** Document segment **

•••

The maths of ASP are not rocket science but are beyond the Government

It is always good to see the safe return of the Space Shuttle. One cannot fail to be impressed by the team approach and the ability that supports such missions.

But what has space exploration got to do with pension planning? Well, the point I am getting at is that one does not have to be a rocket scientist to get one’s head around the mathematics surrounding alternatively secured pensions (ASP), an important option for those requiring maximum flexibility and who have attained age 75 since A-Day.

It is extremely important that the debate is opened right up and the issue is dealt with once and for all.

It is very difficult for those making legislative decisions being so far removed from the discussions that we as IFAs have with our clients on a daily basis. They simply do not realise how important this particular issue is and the far-reaching impact it has on people’s decisions as to what action they take with regard to pension planning in general. This seems to be at odds with the powers that be who supposedly want to encourage everyone to make adequate provision for retirement.

There is the desire to ensure that adequate pension
provision is made by the majority of individuals so they can be certain that they will not be affected by constant legislative changes.

The recent debacle concer-ning trust legislation is at the forefront of investors’ minds in this regard. The opposite side to the argument concerns the politicians who appear paranoid at the apparent prospects of losing revenue through effective and flexible financial planning.

This is, of course, where the real rocket science comes to the fore and if there really is a genuine understanding of how existing legislation surrounding ASP actually works, the Treasury should be rubbing its hands with glee as there is a huge potential for a new stream of revenue but alas it is unable to grasp this issue.

Let us examine the facts. Under previous legislation, the necessity to buy an annuity at age 75 provided income tax while such payments are being made throughout the annuitant’s lifetime and at death such payments come to an end. There is obviously the possibility of some further taxation through the annuity company’s profits but mortality costs, admin expenses mean these are not likely to amount to a huge sum.

At the time of writing, the Finance Act is awaited but it is safe to assume that the proposals regarding inheritance tax on ASP are likely to be enacted so that the overall fund will at some point bear a substantial amount of tax but that it will be deferred for some time.

Yes, there will be a small minority of plans where negligible or even no income is withdrawn but the tax take will still ultimately be sizeable and likely to be greater than had an annuity been bought. This is in addition to the income tax on the majority of schemes where income is withdrawn,

So, the Government gets the much needed additional revenue to shore up future finances and this is money it has never had in the past so just why is it so keen to try to rescind the legislation concerning ASP?

•••

** Requirements **
**a)** Can you restate the paragraph of the pension article that begins "Let us examine the facts" in two sentences while keeping its main facts?
**b)** Will you output the part of the pension article that opens with the words containing "The maths of" and closes with "and for all."?
**c)** What do these questions about the pension article have as answers?
(i) What age must a person have reached since A-Day for ASP to be the option described?
(ii) Which recent debacle is said to be at the forefront of investors' minds?
(iii) What legislation was awaited at the time of writing?
The items placed after the pension article are separate material.

** Dataset rows **
•••

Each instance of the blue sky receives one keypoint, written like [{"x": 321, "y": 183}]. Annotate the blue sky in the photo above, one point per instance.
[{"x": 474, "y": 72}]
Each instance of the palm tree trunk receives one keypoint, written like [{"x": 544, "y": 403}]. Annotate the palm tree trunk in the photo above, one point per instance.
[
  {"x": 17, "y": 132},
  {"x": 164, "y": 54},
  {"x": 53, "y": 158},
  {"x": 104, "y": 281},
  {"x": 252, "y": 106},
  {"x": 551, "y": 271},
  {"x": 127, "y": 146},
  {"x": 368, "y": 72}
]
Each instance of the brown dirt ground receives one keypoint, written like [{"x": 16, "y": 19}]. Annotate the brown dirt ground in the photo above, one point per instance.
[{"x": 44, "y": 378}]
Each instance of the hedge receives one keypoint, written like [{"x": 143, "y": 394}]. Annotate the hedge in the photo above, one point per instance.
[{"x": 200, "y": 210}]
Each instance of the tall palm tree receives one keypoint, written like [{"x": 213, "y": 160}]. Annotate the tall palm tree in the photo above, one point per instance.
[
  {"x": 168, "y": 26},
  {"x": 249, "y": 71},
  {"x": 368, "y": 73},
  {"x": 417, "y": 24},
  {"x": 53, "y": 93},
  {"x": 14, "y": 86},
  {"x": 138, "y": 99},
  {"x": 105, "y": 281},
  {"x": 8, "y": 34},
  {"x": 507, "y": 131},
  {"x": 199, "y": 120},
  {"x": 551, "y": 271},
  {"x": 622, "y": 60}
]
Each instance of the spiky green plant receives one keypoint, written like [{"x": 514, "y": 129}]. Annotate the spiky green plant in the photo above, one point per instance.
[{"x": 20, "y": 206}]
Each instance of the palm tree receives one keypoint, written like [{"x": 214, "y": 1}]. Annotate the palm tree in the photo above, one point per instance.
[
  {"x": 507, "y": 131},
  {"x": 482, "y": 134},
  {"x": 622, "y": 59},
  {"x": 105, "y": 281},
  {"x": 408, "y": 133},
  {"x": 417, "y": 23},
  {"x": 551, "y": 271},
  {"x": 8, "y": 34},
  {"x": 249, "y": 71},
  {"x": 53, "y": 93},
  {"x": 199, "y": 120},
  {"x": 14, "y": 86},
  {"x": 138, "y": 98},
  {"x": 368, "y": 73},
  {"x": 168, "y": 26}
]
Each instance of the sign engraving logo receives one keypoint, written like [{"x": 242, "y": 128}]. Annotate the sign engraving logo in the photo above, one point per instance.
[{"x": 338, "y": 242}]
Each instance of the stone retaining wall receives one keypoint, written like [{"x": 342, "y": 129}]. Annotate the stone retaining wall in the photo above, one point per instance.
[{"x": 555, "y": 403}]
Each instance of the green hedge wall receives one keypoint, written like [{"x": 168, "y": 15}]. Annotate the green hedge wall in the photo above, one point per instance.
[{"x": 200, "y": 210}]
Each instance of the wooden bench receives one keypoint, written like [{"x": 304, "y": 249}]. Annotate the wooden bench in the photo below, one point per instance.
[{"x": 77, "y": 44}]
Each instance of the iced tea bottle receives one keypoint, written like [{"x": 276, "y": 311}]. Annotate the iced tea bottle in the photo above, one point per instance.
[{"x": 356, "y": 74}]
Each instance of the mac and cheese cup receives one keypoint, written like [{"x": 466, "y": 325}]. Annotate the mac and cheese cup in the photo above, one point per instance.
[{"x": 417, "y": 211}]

•••

** Task-by-task results **
**a)** Under the earlier rules, buying an annuity at 75 produced income tax on the payments throughout the annuitant's lifetime, and those payments ended at death. Some further tax could come from the annuity company's profits, but mortality costs and admin expenses make that unlikely to be a large sum.

**b)**
The maths of ASP are not rocket science but are beyond the Government

It is always good to see the safe return of the Space Shuttle. One cannot fail to be impressed by the team approach and the ability that supports such missions.

But what has space exploration got to do with pension planning? Well, the point I am getting at is that one does not have to be a rocket scientist to get one’s head around the mathematics surrounding alternatively secured pensions (ASP), an important option for those requiring maximum flexibility and who have attained age 75 since A-Day.

It is extremely important that the debate is opened right up and the issue is dealt with once and for all.

**c)**
(i) Age 75.
(ii) The debacle concerning trust legislation.
(iii) The Finance Act.